From Muhammad Ali to the Black power salute at the 1968 Summer Olympics to Colin Kaepernick, sports have long brought attention to political and racial concerns of the times. The Bucks' stand over the shooting in Kenosha, Wisconsin, just 40 miles from their home arena, continued that activism and inspired similar responses across the league, the WNBA and professional baseball, soccer and hockey.

"Despite the overwhelming plea for change, there has been no action, so our focus today cannot be on basketball," the Bucks' players said in a joint statement Wednesday night before their scheduled game against the Orlando Magic.

Several NFL teams canceled their practices, and biracial tennis player Naomi Osaka announced that she would not play her Western and Southern Open semifinal match Thursday.

"In some ways, this is similar to the climate of the '60s and early '70s, in which there was this Black nationalism, this incredible activism, which actually pulled athletes into the Black freedom struggle and also opposition to the Vietnam War," said New York University history professor Jeffrey Sammons, an expert on race and sports.

But 2020 is also different, he said.

"It's become clear that athletes have considerably more power than they did back then, and I think what's happening in the larger society has given them more cover than they have had before," Sammons said.

The national reckoning over race was galvanized by the death on May 25 of George Floyd, 46, a Black father of five, under the knee of white Minneapolis police Officer Derek Chauvin. Cellphone video of Floyd's death prompted millions of Americans to take to the streets during the coronavirus pandemic to protest racism, police brutality and mass incarceration of Black people.

The resulting boost to the Black Lives Matter movement bolstered demands for police reform, led to the filing of criminal charges against officers accused of brutality and toppled Confederate monuments, among many issues at the forefront of current activism.

Professional athletes, however, have a unique platform to spread that message more widely than even Black politicians and activists, because their popularity cuts across so many racial, generational and political lines.

"Now that we have the calibration that's done by social media followers, we know where LeBron James stands in terms of popularity and influence, so there's a greater acknowledgment that they have they this platform," said Kenneth L. Shropshire, CEO of the Global Sport Institute at Arizona State University. "And they've accepted that they have this platform, as well."

Data block -
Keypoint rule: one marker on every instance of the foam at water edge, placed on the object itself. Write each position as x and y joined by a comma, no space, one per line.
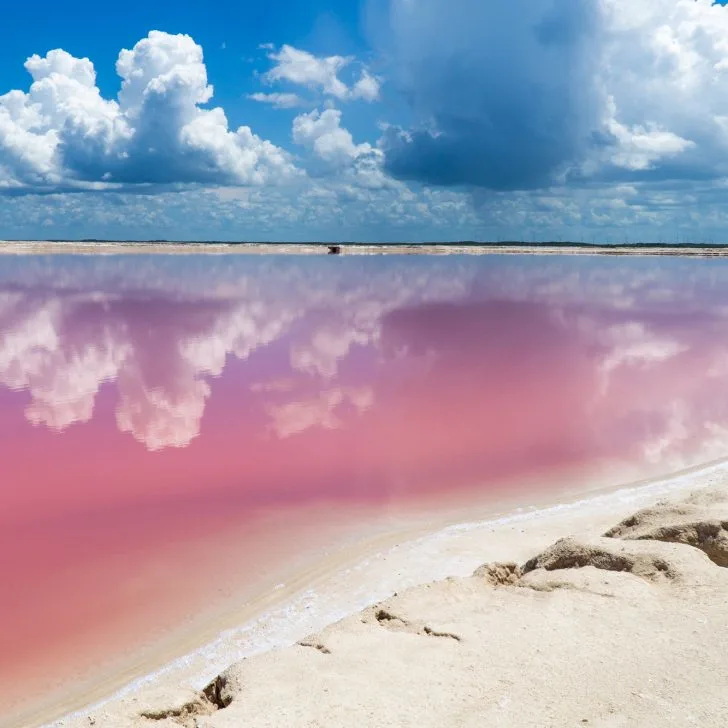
311,611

What you have to do -
Answer these questions using the text on athletes and activism above:
1. How far is Kenosha, Wisconsin, from the Bucks' home arena?
2. Which team were the Bucks scheduled to play on the Wednesday night of their statement?
3. What position does Kenneth L. Shropshire hold?

Problem solution -
1. 40 miles
2. The Orlando Magic
3. CEO of the Global Sport Institute at Arizona State University